# Short task
Write out every entry precisely as given, leaving the pictures out.

# Listed records
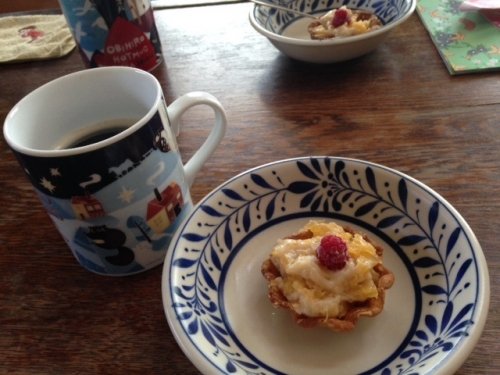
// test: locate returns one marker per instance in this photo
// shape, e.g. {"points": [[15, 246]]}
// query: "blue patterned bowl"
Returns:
{"points": [[215, 297], [288, 31]]}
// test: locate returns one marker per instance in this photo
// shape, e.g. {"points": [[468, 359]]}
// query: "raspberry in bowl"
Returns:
{"points": [[290, 34]]}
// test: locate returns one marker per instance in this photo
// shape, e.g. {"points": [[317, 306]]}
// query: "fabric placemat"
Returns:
{"points": [[466, 41], [34, 37]]}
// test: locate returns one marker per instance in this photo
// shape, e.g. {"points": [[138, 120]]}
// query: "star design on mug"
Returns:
{"points": [[55, 172], [126, 195], [47, 184]]}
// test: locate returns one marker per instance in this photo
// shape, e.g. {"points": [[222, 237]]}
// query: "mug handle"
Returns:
{"points": [[175, 111]]}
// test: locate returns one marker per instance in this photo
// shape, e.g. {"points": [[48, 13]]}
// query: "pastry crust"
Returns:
{"points": [[358, 22], [369, 308]]}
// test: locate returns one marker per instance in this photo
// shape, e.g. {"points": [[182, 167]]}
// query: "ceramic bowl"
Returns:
{"points": [[215, 297], [288, 31]]}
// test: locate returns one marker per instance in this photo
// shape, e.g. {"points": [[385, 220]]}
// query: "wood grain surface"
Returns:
{"points": [[397, 106]]}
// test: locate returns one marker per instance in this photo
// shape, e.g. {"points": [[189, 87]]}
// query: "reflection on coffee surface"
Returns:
{"points": [[97, 133], [98, 136]]}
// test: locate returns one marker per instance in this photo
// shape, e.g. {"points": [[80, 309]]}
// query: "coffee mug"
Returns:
{"points": [[99, 147]]}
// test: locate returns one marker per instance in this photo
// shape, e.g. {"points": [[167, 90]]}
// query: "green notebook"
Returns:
{"points": [[466, 41]]}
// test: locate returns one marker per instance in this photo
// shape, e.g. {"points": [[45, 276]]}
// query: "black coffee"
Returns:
{"points": [[98, 136]]}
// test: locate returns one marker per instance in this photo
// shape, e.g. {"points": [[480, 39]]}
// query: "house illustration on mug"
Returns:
{"points": [[164, 208], [87, 207]]}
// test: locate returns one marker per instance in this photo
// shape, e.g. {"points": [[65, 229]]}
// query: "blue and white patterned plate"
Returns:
{"points": [[215, 298]]}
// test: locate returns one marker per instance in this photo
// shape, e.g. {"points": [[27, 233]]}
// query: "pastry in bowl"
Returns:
{"points": [[327, 275], [343, 22]]}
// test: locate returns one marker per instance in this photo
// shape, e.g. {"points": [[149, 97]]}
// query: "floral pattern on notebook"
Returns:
{"points": [[466, 41]]}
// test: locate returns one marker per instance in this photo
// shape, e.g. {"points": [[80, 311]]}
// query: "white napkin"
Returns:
{"points": [[34, 37]]}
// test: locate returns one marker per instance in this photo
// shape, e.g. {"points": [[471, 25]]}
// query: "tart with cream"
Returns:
{"points": [[343, 22], [327, 275]]}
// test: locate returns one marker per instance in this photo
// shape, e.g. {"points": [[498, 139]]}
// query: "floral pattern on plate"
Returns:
{"points": [[440, 254]]}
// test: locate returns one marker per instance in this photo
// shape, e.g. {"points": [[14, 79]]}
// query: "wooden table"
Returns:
{"points": [[397, 106]]}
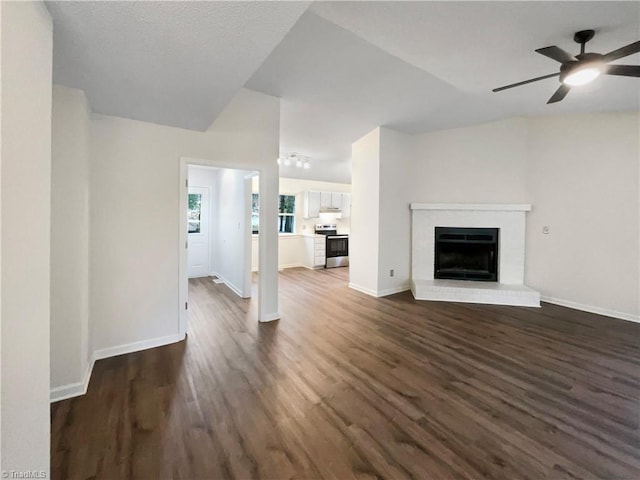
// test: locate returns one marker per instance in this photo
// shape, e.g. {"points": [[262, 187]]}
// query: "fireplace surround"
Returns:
{"points": [[508, 219]]}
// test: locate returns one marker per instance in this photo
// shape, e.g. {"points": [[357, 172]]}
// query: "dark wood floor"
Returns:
{"points": [[348, 386]]}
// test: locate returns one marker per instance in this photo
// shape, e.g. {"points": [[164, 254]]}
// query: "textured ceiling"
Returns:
{"points": [[347, 67], [172, 63], [341, 68]]}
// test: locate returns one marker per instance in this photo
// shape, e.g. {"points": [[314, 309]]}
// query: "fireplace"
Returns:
{"points": [[507, 222], [466, 254]]}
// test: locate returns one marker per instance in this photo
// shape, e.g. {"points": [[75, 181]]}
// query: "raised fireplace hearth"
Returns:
{"points": [[466, 254], [470, 253]]}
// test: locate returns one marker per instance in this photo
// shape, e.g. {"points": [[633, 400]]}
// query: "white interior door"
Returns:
{"points": [[198, 246]]}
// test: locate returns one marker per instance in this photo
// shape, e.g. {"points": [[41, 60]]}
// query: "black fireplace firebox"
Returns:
{"points": [[466, 254]]}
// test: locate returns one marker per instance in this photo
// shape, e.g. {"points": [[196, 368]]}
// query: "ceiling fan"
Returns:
{"points": [[584, 67]]}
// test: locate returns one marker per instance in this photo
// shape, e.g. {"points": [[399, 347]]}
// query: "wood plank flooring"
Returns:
{"points": [[347, 386]]}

# Solved exercise
// test: locate returns one marker per instance in this photo
// shape, e.g. {"points": [[15, 246]]}
// query: "blue patterned bowl"
Returns:
{"points": [[215, 297], [288, 31]]}
// test: locate returns one marker per instance in this photo
// shape, e.g. {"points": [[468, 359]]}
// query: "raspberry in bowl"
Returns:
{"points": [[290, 34]]}
// test: locate returns one marker per instance in this photo
// shape, e.g. {"points": [[317, 306]]}
// query: "fabric placemat"
Returns:
{"points": [[466, 41], [34, 37]]}
// test: locate returns one marker per instance in this photo
// shape, e.g. {"points": [[138, 120]]}
// query: "star design on mug"
Returns:
{"points": [[55, 172], [126, 195], [47, 184]]}
// test: locate returns one marker per instance in this photo
// shape, e.g. {"points": [[222, 237]]}
// query: "mug handle"
Returns:
{"points": [[175, 111]]}
// test: locate returns one marker per instance in this photo
// shape, e.g. {"points": [[48, 13]]}
// query: "pastry crust"
Returns:
{"points": [[358, 22], [369, 308]]}
// test: locate returns one marker per instance in this photo
// shape, e.g. {"points": [[182, 167]]}
// query: "ceramic bowl"
Returns:
{"points": [[215, 297], [288, 31]]}
// test: locate returns one marker per instance in this photo
// shape, e.g. {"points": [[385, 220]]}
// query: "wood grain surface"
Returns:
{"points": [[397, 106]]}
// test: locate returns one marker per instance in this photo
// shape, e.g. {"points": [[189, 87]]}
// query: "reflection on coffee surface"
Returns:
{"points": [[97, 133], [98, 136]]}
// test: locate returns one marker per instance in this photo
// shape, e.g. {"points": [[80, 309]]}
// query: "coffee mug"
Returns:
{"points": [[99, 147]]}
// test: locate returns one marker per instance in this photo
// shape, e.g. {"points": [[167, 90]]}
// query: "green notebook"
Returns:
{"points": [[466, 41]]}
// test: locate returns one marker per instance in this photo
// shape, e.g. {"points": [[45, 276]]}
// query: "black coffee"
Returns:
{"points": [[98, 136]]}
// test: locate returns one marker per instance in this photo
// shape, e.g. {"points": [[480, 39]]}
// query: "house illustration on mug"
Returns:
{"points": [[164, 208], [87, 207]]}
// test: locate returns one marker per instance in this photo
// shape, e.g. {"points": [[65, 229]]}
// query: "blue and white patterned plate"
Returns:
{"points": [[215, 298]]}
// test: locate returns one marker per instance in this photo
// shape, e.g. {"points": [[27, 233]]}
// query: "pastry in bowl"
Returns:
{"points": [[327, 275], [343, 22]]}
// test: locate returns one marker per instance in this photo
// shape, e.g. {"points": [[149, 97]]}
// query: "floral pattern on notebook"
Returns:
{"points": [[466, 41]]}
// test: locate returns one marker per instance in this photo
// shape, e.g. {"points": [[80, 311]]}
// query: "white napkin"
Returns:
{"points": [[34, 37]]}
// test: locate returns one marker per instance in this photo
// shape, e.g. {"points": [[471, 25]]}
// query: "tart with cream"
Returns:
{"points": [[343, 22], [327, 275]]}
// test: locate returns one marker per instance in this photo
// shape, e.g. {"points": [[498, 139]]}
// query: "floral pattern on plate"
Returns:
{"points": [[440, 254]]}
// test: locate returns one marker per instance in this photo
// shape, e.g. {"points": [[14, 79]]}
// query: "wooden table"
Returns:
{"points": [[397, 106]]}
// test: locate returns one marker per instance in this photo
// shape, e.g. {"points": [[262, 187]]}
// query: "fireplace surround"
Returns:
{"points": [[508, 219]]}
// test: locate returns one marker per instance in this photo
// shape, e.g. {"points": [[357, 172]]}
// query: "dark wood floor"
Returns:
{"points": [[348, 386]]}
// test: locate returns one marker per instance in this photo
// shape, e.g. {"points": [[164, 254]]}
// query: "textured ceiling"
Returns:
{"points": [[347, 67], [172, 63], [341, 68]]}
// test: locate returns one marker per instance in this photo
// shape, e.g. {"points": [[314, 309]]}
// query: "fireplace"
Returns:
{"points": [[507, 222], [466, 254]]}
// test: locate returns one marker per instance in this photo
// shape, e.g. {"points": [[75, 181]]}
// query: "raised fireplace hearth"
Returns:
{"points": [[466, 254], [470, 253]]}
// test: locate returns one marker per instance in this photo
// shape, e.g. {"points": [[633, 400]]}
// query: "white interior door"
Returns:
{"points": [[198, 246]]}
// test: locate returns one marker per instance in this photo
// shape, e.g. {"points": [[41, 60]]}
// query: "black fireplace firebox"
Returns:
{"points": [[466, 254]]}
// test: locate returns one marker per instance in this photo
// shape, e.g. {"points": [[196, 368]]}
// query: "ceiling fan"
Returns:
{"points": [[584, 67]]}
// test: locate returns one marker per instance in this photo
// shape, e.g. {"points": [[399, 347]]}
// query: "wood plank flooring"
Returns:
{"points": [[347, 386]]}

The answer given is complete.